#### REQUIRED TASK:
Format part of the listing below as a Markdown table with the columns Row and Line, putting each line in its own numbered row and omitting blank lines. Start at the line that contains "Thank you for the photo. Could you indicate the hedgehog above" and stop after the line that contains "<point>267,369</point>".

#### DATASET ROWS:
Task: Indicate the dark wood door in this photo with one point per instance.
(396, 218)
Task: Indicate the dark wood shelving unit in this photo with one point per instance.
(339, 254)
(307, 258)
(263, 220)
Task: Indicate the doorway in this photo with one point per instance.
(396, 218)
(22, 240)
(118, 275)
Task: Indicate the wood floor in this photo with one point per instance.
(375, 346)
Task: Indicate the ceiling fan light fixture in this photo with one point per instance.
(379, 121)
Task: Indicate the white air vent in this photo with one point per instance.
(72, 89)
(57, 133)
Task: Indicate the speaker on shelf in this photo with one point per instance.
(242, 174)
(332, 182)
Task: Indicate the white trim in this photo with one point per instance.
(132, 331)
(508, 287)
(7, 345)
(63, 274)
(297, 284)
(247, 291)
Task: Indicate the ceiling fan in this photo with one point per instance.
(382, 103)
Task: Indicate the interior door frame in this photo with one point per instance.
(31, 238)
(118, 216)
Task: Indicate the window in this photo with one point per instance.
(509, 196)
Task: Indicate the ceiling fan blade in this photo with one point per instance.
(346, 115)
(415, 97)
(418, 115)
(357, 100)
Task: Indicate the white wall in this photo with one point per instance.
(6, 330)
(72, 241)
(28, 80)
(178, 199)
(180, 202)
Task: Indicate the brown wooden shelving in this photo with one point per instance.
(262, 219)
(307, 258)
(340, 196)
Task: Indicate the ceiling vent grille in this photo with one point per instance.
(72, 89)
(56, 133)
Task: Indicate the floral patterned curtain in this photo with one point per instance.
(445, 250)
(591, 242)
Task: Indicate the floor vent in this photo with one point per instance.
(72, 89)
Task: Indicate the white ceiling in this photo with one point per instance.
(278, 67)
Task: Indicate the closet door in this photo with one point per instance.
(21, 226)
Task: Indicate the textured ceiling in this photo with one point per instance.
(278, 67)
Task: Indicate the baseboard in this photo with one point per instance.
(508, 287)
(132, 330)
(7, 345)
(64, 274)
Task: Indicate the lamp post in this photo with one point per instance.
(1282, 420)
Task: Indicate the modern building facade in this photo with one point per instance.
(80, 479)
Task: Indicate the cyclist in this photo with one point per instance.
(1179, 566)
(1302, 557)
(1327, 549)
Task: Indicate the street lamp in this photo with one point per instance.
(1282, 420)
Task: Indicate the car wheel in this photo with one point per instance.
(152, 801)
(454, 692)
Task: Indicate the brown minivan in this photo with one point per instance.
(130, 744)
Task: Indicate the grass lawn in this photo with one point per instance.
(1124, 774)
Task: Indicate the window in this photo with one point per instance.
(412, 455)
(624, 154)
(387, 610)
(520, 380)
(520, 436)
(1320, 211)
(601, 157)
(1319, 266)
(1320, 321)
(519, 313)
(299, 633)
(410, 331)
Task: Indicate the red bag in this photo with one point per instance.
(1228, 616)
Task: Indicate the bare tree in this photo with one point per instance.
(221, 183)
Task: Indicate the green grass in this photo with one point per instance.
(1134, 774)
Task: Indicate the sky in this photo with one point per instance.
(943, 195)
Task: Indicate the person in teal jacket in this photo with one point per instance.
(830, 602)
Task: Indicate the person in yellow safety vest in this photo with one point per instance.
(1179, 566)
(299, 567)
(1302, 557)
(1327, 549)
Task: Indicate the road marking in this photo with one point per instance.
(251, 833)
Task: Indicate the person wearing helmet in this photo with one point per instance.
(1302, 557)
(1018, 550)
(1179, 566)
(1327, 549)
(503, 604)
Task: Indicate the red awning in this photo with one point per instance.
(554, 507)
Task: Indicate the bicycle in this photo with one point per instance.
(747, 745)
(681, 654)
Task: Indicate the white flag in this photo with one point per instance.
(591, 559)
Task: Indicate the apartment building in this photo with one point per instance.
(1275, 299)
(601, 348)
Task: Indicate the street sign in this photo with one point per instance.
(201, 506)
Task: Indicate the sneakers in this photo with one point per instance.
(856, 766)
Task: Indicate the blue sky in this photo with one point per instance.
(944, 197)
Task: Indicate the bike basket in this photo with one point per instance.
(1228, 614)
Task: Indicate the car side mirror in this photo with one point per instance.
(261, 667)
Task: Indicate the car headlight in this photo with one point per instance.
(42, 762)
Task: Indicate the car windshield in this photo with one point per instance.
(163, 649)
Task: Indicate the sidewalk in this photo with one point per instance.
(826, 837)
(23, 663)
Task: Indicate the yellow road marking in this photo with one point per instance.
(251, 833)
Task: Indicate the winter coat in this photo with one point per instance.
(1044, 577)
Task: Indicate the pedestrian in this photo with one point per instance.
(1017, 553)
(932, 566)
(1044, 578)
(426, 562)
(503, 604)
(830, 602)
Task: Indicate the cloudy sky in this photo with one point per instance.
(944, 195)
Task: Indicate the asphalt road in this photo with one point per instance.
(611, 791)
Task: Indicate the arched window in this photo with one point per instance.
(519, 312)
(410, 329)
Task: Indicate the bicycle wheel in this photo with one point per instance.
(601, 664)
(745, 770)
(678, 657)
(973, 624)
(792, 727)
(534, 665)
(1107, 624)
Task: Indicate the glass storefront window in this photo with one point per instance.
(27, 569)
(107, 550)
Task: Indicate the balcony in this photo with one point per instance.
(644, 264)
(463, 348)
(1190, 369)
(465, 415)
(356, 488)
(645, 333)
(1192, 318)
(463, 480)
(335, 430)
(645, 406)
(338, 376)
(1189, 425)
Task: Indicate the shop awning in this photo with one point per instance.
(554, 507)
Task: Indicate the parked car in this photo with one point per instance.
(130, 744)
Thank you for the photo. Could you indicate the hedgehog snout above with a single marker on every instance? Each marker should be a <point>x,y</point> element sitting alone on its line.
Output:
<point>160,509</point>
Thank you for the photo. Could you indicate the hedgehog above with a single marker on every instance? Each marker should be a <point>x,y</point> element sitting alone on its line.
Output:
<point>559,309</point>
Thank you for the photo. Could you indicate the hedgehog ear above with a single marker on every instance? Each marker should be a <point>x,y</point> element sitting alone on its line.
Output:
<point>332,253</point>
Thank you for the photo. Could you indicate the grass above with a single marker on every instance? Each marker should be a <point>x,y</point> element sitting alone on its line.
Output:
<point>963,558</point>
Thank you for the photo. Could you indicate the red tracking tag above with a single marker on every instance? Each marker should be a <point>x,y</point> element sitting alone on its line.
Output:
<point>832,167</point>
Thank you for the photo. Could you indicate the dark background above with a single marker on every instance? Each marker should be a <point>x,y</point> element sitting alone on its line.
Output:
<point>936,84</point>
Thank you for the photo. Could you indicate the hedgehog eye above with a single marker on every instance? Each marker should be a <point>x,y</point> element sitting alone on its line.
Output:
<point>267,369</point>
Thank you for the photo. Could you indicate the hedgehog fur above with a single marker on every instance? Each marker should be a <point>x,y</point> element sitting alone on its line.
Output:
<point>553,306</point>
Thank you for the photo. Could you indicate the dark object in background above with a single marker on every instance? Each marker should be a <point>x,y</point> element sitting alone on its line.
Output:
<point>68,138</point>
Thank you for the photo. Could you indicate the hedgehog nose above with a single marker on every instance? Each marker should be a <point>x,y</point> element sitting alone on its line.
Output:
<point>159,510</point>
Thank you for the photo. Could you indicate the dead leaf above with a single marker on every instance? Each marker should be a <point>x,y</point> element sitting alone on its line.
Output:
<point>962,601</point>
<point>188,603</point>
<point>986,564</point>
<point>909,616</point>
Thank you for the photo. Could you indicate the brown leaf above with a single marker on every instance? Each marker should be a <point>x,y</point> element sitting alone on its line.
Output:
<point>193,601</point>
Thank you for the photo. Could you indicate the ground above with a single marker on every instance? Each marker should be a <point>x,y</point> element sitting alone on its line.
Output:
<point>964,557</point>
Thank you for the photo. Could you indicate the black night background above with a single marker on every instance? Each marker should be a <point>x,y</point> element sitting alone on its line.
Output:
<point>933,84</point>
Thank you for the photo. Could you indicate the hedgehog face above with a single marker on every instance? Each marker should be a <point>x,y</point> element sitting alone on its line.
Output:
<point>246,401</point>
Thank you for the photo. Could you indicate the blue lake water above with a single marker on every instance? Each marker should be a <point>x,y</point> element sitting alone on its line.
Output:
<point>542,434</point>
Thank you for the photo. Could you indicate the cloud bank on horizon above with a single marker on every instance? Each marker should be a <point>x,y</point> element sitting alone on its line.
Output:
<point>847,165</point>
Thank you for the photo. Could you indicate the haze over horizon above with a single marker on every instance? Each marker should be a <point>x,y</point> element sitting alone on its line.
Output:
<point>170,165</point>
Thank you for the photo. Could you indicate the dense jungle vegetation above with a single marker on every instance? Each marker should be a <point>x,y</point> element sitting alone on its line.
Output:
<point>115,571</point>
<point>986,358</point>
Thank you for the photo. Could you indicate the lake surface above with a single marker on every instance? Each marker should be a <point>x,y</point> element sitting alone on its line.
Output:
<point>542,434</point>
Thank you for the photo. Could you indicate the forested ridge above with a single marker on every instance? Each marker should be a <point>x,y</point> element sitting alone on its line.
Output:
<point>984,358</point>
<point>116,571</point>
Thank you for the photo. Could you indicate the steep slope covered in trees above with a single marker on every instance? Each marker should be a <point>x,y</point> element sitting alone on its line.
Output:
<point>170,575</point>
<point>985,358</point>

#### TASK ANSWER:
| Row | Line |
|---|---|
| 1 | Thank you for the photo. Could you indicate the hedgehog above with a single marker on every instance? Each marker should be a <point>x,y</point> element sitting alone on its line. |
| 2 | Output: |
| 3 | <point>559,309</point> |
| 4 | Thank you for the photo. Could you indicate the hedgehog ear above with a single marker on every instance? Each marker should be a <point>x,y</point> element sitting alone on its line. |
| 5 | Output: |
| 6 | <point>332,253</point> |
| 7 | Thank you for the photo. Could you indicate the grass above with a single marker on every instance? Each marker should be a <point>x,y</point> element sitting alone on its line. |
| 8 | Output: |
| 9 | <point>963,558</point> |
| 10 | Thank you for the photo. Could you indicate the red tracking tag above with a single marker on every instance? Each marker should be a <point>x,y</point> element sitting alone on its line. |
| 11 | Output: |
| 12 | <point>832,167</point> |
| 13 | Thank you for the photo. Could you indicate the dark background above with a single marker on every instance? Each marker should be a <point>x,y</point> element sitting alone on its line. |
| 14 | Output: |
| 15 | <point>936,84</point> |
| 16 | Thank you for the photo. Could you indicate the hedgehog eye above with a single marker on every instance? Each marker should be a <point>x,y</point> element sitting alone on its line. |
| 17 | Output: |
| 18 | <point>267,369</point> |